# [Qué se pide]
Según el documento, ¿por qué la imagen del «altavoz» solo parece moderna? Explícalo en una o dos frases.

GIANFRANCO RAVASI | Cardenal presidente del Pontificio Consejo de la Cultura
“El Año Sacerdotal, promovido por Benedicto XVI de junio de 2009 a junio de 2010, volvió a proponer a toda la comunidad eclesial la figura del sacerdote en su autenticidad…”.
“Altavoces de Cristo, no solo con las palabras, sino también con los hechos”. Don Raimondo Viale, el protagonista de Il prete giusto (El cura justo), el libro-testimonio publicado por el escritor de Cuneo (Piamonte), Nuto Revelli, en 1998, definía así, con su lenguaje sencillo, al sacerdote. Su vida como personaje histórico, aún más que literario, durante el fascismo y la Segunda Guerra Mundial conquistó incluso a un escritor no practicante.
La imagen del “altavoz”, aparentemente moderna, es en realidad la transcripción actualizada de la palabra “profeta”, que, en su matriz griega, significa “aquel que habla (phemí) en nombre de (pro) Dios”, convirtiéndose así en su portavoz: no solo con las palabras, sino también dispuesto a arriesgar la vida por el mensaje proclamado.

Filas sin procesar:
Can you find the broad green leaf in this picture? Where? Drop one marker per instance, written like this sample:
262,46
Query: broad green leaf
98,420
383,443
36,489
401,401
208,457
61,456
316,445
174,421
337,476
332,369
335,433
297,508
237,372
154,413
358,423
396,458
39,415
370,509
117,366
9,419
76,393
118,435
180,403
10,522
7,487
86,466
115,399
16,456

# [Resultado a continuación]
Porque en realidad es una versión actualizada de la palabra «profeta», que en griego significa «el que habla en nombre de Dios». Es decir, el profeta es su portavoz, no solo con palabras, sino también dispuesto a arriesgar la vida por el mensaje.